>> start Provided records

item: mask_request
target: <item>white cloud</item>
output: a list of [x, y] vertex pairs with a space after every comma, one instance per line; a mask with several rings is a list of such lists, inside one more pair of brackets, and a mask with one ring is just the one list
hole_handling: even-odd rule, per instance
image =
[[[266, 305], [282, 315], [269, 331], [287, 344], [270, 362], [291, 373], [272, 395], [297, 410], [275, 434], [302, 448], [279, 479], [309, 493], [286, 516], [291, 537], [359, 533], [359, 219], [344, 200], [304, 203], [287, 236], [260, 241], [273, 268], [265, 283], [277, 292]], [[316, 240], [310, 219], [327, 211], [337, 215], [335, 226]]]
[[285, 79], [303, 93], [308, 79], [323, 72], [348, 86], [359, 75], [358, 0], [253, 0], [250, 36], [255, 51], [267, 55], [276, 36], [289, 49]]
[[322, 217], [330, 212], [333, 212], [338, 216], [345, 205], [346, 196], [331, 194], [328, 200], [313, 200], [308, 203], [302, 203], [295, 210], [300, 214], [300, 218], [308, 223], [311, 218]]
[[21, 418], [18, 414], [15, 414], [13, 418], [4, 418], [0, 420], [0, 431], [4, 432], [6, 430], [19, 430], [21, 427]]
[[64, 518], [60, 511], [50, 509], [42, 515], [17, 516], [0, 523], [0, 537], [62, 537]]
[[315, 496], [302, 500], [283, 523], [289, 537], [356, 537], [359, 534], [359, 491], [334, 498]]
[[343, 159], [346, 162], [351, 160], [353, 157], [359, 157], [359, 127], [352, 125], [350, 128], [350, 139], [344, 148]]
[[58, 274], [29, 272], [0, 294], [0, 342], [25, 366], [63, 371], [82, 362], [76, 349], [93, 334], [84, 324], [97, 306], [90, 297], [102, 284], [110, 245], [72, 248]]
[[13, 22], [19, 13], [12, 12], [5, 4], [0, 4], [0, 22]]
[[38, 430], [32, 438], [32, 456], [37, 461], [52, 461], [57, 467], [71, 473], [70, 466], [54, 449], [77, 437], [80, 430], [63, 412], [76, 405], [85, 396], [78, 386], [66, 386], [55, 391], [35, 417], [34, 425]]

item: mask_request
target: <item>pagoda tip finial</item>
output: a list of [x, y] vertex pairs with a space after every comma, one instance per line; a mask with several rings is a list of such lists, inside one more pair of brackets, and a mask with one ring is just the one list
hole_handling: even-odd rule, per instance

>> end Provided records

What to work on: Copy out the listing from its first line through the line that contains "215], [335, 226]]]", including both of those lines.

Written reply:
item: mask_request
target: <item>white cloud</item>
output: a list of [x, y] vertex pairs with a space after every comma, one instance per line; a mask with several rings is a list of such lists, inside one more pair of brackets, and a mask with one ring is just the one list
hole_handling: even-odd rule, per instance
image =
[[[266, 305], [282, 315], [269, 331], [287, 344], [270, 362], [291, 373], [272, 395], [297, 410], [275, 434], [302, 448], [279, 479], [309, 493], [286, 516], [291, 537], [359, 533], [359, 219], [344, 200], [304, 203], [287, 236], [260, 241], [273, 268], [265, 283], [277, 292]], [[316, 240], [310, 219], [327, 211], [337, 215], [335, 226]]]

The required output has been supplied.